▶ OBJECTIF DE L'EXERCICE:
Dans le texte sur les néons de Gérald Collard, traduisez en anglais la phrase suivante : « Sa fille Gabrielle s’acharne désormais à poursuivre le travail de son père et à maintenir son entreprise en vie – une promesse qu’elle a faite à son père sur son lit de mort – en tâchant de démocratiser ce type d’œuvres. »

▶ EXTRAIT CHOISI:

* * * * * * * * *

Le condor du Tiradito, la main jaune du Super Qualité, l’« artsy fartsy » des toilettes du Pastel Rita, toutes ces enseignes lumineuses sont l’œuvre d’un même artiste, Gérald Collard, emporté par un cancer foudroyant l’an dernier. Sa fille Gabrielle s’acharne désormais à poursuivre le travail de son père et à maintenir son entreprise en vie – une promesse qu’elle a faite à son père sur son lit de mort – en tâchant de démocratiser ce type d’œuvres. Un tube fluorescent dans le salon, chez soi ? Pourquoi pas ?

C’est une bien lourde commande que Gérald Collard a donnée à sa fille unique, l’an dernier. « Il m’a demandé juste avant de mourir de reprendre la shop, confie Gabrielle. Néon Family, c’était le rêve de sa vie, il avait toujours voulu avoir sa business à lui. On l’a fondée au début de 2014. À la fin de l’année, il apprenait qu’il avait le cancer. » Une forme foudroyante. Incurable. Douloureuse.

Gérald a continué à travailler jusqu’à la fin – il n’a arrêté que deux semaines avant sa mort –, affaibli et malade. « Je pense que le néon [tube fluorescent], c’était la chose qu’il aimait le plus au monde. Il a eu une vie assez difficile. Mais il n’a jamais lâché ça, et il en était fier. »

Il faut dire qu’il a laissé sa marque un peu partout à Montréal. « C’est l’un des artistes les plus présents en ville. Bon, évidemment, ça se discute parce qu’il ne faisait pas toujours le design, mais je pense que c’est un art. Un slow art, un métier qu’une poignée de gens en Amérique du Nord savent faire seulement. » Il a aussi prêté son savoir à des artistes contemporains pour la réalisation de certaines œuvres d’art, dont une pièce de Joi Arcand, une artiste crie, qui est exposée à l’ONU.

Un retour ?

Le tube fluorescent a connu plus d’une heure de gloire. Dans les années 1950, d’abord – on pense à Las Vegas –, puis dans les années 1980 – rappelez-vous l’affiche du film Cocktail (1988) –, avant d’être délaissé au début des années 2000, au profit des affiches en lumières DEL, autrement économiques. « Mais depuis quelques années, on observe un revival, dit Gabrielle. Il y a un retour du vintage. Les gens veulent encourager les artistes locaux. Et puis, un néon, c’est comme une sculpture, c’est unique, fait sur mesure. »

Gabrielle Collard n’a pas repris les outils de son père. Elle continue de s’occuper du volet logistique, de la paperasse et des communications. « Je n’ai aucune dextérité. Et puis, ça prend cinq ans pour être formé, il n’y a pas grand monde qui voudrait passer 40 heures par semaine pendant cinq ans avec son père pour apprendre son métier ! »

* * * * * * * * *

▶ ENREGISTREMENTS FOURNIS:
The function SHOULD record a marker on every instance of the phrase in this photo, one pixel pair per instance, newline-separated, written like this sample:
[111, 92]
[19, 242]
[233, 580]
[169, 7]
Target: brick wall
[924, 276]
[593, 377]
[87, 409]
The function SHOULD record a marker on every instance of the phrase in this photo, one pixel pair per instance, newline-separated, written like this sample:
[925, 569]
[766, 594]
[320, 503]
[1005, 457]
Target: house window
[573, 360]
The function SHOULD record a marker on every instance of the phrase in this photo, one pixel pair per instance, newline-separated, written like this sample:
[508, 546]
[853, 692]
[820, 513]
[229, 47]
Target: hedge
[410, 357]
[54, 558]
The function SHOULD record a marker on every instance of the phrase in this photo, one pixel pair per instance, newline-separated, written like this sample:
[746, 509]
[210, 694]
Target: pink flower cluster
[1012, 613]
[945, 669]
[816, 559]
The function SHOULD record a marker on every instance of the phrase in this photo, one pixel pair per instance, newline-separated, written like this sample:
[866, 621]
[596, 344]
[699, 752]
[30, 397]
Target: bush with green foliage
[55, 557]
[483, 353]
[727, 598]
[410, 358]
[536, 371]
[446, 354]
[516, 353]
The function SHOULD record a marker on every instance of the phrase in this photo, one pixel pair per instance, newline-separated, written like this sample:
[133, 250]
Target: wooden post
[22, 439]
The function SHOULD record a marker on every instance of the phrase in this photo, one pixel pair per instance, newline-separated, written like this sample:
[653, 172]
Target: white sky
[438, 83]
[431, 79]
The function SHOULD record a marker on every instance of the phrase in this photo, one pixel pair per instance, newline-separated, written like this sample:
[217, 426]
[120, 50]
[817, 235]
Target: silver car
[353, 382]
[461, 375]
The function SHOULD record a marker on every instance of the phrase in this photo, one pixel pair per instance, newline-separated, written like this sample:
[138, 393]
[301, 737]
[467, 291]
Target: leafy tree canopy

* * * * * * * * *

▶ SOLUTION:
His daughter Gabrielle is now working relentlessly to carry on her father's work and keep his business alive – a promise she made to her father on his deathbed – while striving to make this type of work more accessible.